>> start Dataset rows

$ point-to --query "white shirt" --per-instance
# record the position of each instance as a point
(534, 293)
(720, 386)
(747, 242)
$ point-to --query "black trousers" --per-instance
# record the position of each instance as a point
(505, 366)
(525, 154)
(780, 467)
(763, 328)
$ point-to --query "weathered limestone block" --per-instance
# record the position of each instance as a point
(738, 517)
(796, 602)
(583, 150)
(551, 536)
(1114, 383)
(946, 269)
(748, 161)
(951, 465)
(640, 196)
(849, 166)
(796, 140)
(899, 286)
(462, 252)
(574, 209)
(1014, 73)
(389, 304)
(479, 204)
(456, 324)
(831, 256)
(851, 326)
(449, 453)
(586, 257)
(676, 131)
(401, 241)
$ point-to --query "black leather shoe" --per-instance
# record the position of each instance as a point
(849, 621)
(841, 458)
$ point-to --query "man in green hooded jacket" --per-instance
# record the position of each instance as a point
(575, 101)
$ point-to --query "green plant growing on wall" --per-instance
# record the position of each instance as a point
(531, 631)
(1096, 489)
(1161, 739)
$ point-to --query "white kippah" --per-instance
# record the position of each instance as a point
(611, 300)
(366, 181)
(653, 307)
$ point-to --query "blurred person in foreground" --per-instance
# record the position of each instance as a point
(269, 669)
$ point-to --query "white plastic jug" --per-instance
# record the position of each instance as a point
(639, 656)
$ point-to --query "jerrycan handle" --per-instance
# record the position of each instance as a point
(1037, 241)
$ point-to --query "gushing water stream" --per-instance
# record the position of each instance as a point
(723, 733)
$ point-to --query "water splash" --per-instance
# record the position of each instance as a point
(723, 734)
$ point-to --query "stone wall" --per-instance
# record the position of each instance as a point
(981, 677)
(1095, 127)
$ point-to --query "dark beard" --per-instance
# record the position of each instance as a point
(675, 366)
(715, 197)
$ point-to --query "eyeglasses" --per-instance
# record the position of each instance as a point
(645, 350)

>> end Dataset rows
>> start Dataset rows

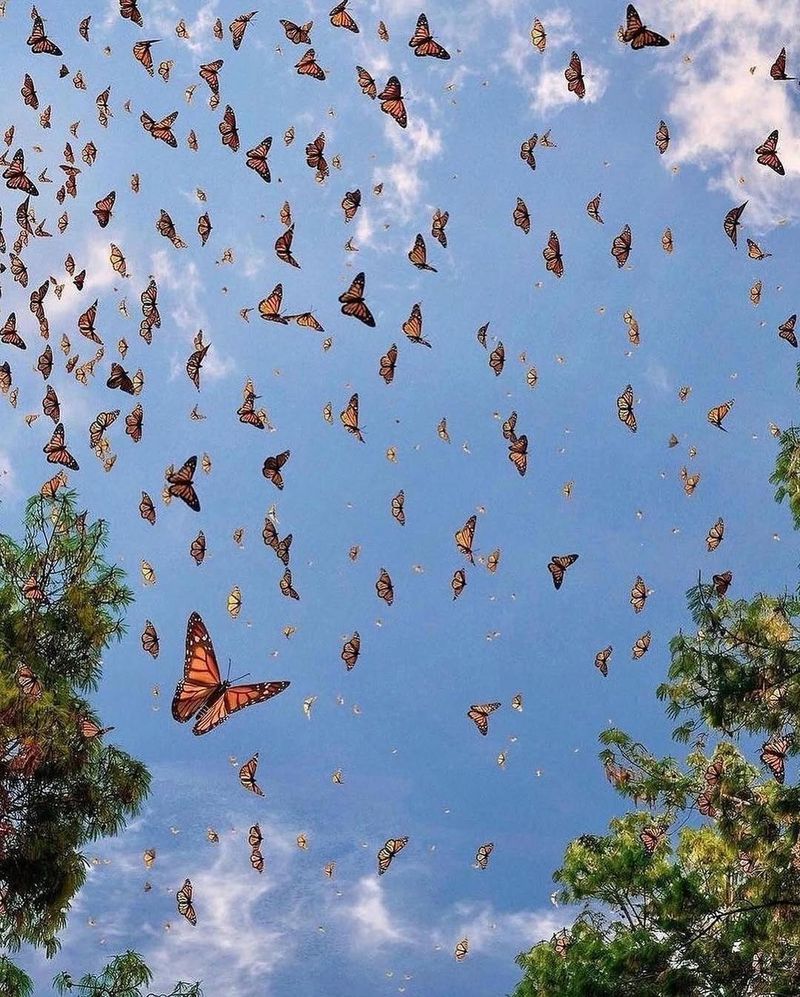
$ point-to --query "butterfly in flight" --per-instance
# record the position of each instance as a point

>> end Dataset rows

Job: Print the records verbatim, from the line containing "plant growing on" down to the line containing "(1095, 127)", including both of those lines.

Full solution:
$ point-to --query "green plant growing on wall" --per-instance
# record the position of each instance as a point
(531, 631)
(1096, 489)
(1161, 739)
$ point-to --query "white kippah" --per-instance
# record the position of each instance as a point
(611, 300)
(366, 181)
(653, 307)
$ point-to --query "blurred person in foreground" --per-instance
# record the position of each instance as a point
(269, 669)
$ point-to --query "white plastic jug" --per-instance
# record the position of each instance as a point
(639, 656)
$ point-to --query "jerrycan handle" --per-instance
# record the position of each instance as a point
(1037, 241)
$ point-to --query "gushing water stream" --per-instance
# record the position of each instance as a point
(723, 733)
$ point-to --query "water splash" --per-instance
# record the position of each instance as a point
(723, 734)
$ point-to --query "stone wall" --per-instance
# record the position of each instance as a point
(981, 677)
(1095, 127)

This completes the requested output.